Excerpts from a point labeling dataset
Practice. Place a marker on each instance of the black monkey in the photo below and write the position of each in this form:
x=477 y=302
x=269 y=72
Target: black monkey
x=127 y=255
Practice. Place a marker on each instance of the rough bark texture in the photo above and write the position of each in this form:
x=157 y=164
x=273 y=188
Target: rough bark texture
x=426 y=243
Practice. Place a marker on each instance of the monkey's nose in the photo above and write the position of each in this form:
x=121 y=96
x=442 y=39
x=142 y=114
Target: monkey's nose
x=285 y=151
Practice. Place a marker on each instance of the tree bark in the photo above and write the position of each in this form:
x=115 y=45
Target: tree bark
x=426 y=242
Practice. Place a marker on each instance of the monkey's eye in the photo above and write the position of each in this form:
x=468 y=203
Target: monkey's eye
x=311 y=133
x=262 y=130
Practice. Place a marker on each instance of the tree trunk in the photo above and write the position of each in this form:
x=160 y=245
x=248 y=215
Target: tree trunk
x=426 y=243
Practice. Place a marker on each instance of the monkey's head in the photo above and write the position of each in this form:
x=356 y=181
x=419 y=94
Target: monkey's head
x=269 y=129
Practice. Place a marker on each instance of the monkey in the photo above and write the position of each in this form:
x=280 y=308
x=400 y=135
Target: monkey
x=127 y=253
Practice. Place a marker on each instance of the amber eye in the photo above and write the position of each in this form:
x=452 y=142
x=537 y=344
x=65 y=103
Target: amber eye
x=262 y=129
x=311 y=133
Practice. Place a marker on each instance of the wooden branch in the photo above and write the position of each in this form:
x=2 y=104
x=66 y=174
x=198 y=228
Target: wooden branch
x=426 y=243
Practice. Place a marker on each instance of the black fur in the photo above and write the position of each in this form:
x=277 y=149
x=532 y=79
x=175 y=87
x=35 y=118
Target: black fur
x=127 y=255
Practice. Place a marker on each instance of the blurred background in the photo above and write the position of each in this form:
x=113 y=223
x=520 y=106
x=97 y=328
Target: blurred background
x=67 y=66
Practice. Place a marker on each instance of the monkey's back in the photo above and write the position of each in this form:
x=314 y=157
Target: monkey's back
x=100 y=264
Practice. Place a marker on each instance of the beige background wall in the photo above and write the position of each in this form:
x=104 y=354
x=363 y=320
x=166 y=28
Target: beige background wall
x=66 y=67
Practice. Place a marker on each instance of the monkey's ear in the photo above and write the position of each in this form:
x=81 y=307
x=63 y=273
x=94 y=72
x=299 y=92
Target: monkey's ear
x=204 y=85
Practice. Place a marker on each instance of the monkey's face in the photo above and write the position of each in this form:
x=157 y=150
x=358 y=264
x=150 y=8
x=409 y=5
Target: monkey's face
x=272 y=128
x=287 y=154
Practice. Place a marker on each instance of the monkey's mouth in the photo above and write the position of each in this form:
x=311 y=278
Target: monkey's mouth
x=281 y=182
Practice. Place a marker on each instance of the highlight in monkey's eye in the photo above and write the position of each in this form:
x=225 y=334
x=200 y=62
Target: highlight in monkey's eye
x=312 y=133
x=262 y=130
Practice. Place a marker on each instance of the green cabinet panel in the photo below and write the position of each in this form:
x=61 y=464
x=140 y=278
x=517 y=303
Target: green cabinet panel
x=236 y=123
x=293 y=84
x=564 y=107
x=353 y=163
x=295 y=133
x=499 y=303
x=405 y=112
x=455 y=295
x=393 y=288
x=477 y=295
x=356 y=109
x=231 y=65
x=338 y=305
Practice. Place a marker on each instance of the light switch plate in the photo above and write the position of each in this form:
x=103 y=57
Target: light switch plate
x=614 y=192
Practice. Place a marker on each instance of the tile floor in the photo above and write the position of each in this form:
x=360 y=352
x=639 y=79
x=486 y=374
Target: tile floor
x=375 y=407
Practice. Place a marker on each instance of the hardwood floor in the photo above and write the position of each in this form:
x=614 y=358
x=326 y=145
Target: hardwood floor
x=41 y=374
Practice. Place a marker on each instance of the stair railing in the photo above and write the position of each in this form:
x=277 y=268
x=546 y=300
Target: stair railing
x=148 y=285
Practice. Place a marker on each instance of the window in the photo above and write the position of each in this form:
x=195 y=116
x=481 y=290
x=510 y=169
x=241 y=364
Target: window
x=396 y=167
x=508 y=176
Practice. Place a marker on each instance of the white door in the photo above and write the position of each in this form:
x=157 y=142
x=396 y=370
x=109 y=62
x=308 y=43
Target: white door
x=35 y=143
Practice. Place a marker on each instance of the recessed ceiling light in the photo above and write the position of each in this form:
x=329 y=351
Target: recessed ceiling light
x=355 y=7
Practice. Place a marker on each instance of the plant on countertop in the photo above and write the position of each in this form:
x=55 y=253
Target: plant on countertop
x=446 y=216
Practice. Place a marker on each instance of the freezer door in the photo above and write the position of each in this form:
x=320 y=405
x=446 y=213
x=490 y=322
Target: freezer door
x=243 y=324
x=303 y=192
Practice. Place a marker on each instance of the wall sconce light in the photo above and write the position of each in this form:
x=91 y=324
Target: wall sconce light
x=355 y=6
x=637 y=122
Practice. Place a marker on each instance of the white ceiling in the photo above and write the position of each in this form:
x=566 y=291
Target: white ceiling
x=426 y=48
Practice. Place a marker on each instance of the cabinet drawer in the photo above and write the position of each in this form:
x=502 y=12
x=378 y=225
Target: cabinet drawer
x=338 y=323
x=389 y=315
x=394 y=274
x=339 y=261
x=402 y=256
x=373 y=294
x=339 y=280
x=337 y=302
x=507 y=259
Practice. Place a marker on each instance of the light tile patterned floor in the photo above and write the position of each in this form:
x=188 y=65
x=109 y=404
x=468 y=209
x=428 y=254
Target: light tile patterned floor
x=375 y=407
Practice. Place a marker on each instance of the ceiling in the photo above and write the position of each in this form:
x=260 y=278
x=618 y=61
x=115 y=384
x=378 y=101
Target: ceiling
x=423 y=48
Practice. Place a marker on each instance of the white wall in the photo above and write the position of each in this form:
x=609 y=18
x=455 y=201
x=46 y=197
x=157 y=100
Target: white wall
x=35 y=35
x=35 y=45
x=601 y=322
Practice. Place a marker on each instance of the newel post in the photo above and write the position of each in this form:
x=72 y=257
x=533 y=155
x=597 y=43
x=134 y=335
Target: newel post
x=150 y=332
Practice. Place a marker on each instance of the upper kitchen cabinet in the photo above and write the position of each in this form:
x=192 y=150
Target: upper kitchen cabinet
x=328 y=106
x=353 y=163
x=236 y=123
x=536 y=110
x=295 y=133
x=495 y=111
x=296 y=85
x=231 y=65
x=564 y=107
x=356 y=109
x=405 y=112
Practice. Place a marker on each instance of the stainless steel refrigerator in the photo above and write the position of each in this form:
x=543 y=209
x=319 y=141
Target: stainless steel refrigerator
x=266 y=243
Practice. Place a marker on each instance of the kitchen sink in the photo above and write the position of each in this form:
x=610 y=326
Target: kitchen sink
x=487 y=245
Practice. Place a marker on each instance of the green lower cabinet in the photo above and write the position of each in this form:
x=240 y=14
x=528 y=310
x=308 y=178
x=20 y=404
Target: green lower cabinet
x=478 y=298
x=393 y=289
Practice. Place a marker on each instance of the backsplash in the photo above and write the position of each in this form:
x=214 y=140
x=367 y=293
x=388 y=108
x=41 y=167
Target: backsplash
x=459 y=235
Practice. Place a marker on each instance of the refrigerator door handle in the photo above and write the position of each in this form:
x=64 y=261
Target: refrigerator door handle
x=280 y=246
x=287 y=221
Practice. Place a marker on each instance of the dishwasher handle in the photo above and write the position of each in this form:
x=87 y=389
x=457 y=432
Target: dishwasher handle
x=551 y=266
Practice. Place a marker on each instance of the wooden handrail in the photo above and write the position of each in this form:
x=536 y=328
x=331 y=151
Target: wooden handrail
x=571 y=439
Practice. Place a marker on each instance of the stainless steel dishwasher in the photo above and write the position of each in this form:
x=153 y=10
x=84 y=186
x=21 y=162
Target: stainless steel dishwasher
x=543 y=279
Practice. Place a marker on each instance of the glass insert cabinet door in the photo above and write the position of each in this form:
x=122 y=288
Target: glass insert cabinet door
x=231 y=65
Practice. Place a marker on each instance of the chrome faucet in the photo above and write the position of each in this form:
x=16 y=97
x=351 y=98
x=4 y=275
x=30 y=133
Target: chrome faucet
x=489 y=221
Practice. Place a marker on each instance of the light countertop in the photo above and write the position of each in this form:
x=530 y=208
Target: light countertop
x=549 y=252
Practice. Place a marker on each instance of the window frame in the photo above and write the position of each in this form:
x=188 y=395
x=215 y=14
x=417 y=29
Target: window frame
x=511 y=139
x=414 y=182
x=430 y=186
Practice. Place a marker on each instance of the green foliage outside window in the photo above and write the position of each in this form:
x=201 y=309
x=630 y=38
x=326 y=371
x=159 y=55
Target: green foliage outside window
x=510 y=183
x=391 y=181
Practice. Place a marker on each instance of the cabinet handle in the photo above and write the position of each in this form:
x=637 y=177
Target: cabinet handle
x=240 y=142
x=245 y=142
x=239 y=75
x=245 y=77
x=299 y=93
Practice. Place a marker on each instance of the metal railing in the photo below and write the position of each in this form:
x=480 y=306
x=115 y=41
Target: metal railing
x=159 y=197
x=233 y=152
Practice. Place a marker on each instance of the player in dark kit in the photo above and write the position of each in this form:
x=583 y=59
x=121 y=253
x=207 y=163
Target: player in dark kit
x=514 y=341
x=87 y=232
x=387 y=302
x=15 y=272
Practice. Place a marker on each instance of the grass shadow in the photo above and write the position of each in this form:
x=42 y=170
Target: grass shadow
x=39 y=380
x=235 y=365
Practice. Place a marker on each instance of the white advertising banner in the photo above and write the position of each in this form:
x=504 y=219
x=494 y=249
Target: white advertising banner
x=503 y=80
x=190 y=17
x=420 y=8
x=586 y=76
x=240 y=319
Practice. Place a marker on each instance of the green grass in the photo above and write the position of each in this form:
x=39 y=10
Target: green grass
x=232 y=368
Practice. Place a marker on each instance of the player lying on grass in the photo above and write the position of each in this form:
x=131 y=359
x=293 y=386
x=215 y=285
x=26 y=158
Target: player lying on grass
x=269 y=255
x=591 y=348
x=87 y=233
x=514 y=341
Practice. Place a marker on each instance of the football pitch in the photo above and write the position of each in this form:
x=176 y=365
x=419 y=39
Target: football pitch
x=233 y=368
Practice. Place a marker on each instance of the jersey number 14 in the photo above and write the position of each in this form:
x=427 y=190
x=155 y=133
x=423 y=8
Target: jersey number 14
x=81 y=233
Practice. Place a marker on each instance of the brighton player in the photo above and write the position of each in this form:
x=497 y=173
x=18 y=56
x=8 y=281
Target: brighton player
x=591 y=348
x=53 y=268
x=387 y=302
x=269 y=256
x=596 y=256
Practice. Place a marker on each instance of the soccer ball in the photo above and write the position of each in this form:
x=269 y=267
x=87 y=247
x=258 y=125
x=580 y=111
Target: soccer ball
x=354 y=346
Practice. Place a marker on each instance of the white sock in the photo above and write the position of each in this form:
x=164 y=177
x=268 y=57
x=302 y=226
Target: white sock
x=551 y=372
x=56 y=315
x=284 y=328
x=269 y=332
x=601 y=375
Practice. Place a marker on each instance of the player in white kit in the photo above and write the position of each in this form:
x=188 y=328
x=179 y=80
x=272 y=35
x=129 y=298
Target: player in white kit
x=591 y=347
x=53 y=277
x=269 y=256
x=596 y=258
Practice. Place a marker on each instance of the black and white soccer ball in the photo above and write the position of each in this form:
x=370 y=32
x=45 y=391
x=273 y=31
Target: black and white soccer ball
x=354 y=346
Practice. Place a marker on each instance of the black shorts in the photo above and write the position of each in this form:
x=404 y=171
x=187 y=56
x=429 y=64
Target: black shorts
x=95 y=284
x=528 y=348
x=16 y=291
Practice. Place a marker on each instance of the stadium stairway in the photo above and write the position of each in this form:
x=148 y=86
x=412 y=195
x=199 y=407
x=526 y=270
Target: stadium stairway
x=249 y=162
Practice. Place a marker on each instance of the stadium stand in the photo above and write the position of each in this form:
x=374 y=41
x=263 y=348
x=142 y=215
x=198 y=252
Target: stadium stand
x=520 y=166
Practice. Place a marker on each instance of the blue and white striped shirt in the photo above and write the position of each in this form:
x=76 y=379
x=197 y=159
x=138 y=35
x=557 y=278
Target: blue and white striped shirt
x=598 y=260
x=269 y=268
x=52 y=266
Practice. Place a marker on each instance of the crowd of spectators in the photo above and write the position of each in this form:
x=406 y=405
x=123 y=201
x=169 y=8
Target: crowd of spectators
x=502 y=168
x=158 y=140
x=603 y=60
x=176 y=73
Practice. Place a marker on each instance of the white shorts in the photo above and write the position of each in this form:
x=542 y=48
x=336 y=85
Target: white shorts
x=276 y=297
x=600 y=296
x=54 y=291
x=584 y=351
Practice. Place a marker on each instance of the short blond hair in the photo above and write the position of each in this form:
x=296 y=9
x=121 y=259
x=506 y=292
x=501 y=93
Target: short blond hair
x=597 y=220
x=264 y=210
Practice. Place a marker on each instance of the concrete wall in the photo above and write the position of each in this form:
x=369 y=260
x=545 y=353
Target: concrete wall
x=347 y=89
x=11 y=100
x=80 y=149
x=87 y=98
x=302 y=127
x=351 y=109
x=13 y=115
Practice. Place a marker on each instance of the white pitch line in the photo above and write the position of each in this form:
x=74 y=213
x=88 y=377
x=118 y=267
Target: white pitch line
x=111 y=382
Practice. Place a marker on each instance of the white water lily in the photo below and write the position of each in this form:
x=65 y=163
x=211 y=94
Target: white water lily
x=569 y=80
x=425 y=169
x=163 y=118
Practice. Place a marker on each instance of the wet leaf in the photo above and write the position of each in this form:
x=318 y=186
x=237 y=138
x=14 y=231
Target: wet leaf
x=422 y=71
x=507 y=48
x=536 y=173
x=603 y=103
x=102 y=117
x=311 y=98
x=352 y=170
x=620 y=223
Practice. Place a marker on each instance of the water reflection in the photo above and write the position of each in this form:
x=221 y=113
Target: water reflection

# [Problem to solve]
Render the records as a numbered list, starting at the line that contains "Practice. Place a marker on each instance of the football" and ending at the line that contains "x=249 y=162", both included. Omit blank lines.

# [Solution]
1. Practice. Place a marker on each instance of the football pitch in the photo above and write the position of each in this form:
2. x=176 y=365
3. x=419 y=39
4. Target: football pitch
5. x=233 y=368
6. Practice. Place a marker on each instance of the jersey number 14 in the photo above and write the position of each in this form:
7. x=427 y=190
8. x=155 y=133
9. x=423 y=8
10. Target: jersey number 14
11. x=81 y=233
12. Practice. Place a marker on each instance of the brighton player in the photo above and write the position of each in this form:
13. x=497 y=173
14. x=18 y=56
15. x=8 y=281
16. Target: brighton player
17. x=591 y=348
18. x=53 y=268
19. x=387 y=302
20. x=269 y=256
21. x=596 y=256
22. Practice. Place a marker on each instance of the soccer ball in the photo above and write the position of each in this form:
23. x=269 y=267
24. x=87 y=247
25. x=258 y=125
26. x=580 y=111
27. Target: soccer ball
28. x=354 y=346
29. Practice. Place a marker on each instance of the white sock in the photo above and write the position of each in this form:
30. x=164 y=177
31. x=268 y=57
32. x=302 y=226
33. Target: white sock
34. x=551 y=372
35. x=56 y=315
36. x=284 y=328
37. x=269 y=332
38. x=601 y=375
39. Practice. Place a marker on each instance of the player in white kit in the photo above and write the position of each in this form:
40. x=188 y=328
41. x=179 y=80
42. x=272 y=35
43. x=129 y=298
44. Target: player in white kit
45. x=591 y=347
46. x=53 y=277
47. x=269 y=256
48. x=596 y=258
49. Practice. Place a marker on each instance of the black and white soccer ball in the photo above and write the position of each in this form:
50. x=370 y=32
51. x=45 y=391
52. x=273 y=31
53. Target: black and white soccer ball
54. x=354 y=346
55. Practice. Place a marker on each instance of the black shorts in the photo above and write the position of each in this form:
56. x=404 y=171
57. x=187 y=56
58. x=429 y=64
59. Target: black shorts
60. x=95 y=284
61. x=528 y=348
62. x=16 y=291
63. Practice. Place a marker on each instance of the stadium stairway in the photo above and write the position of each in this form:
64. x=148 y=86
65. x=412 y=195
66. x=199 y=407
67. x=526 y=270
68. Target: stadium stairway
69. x=249 y=162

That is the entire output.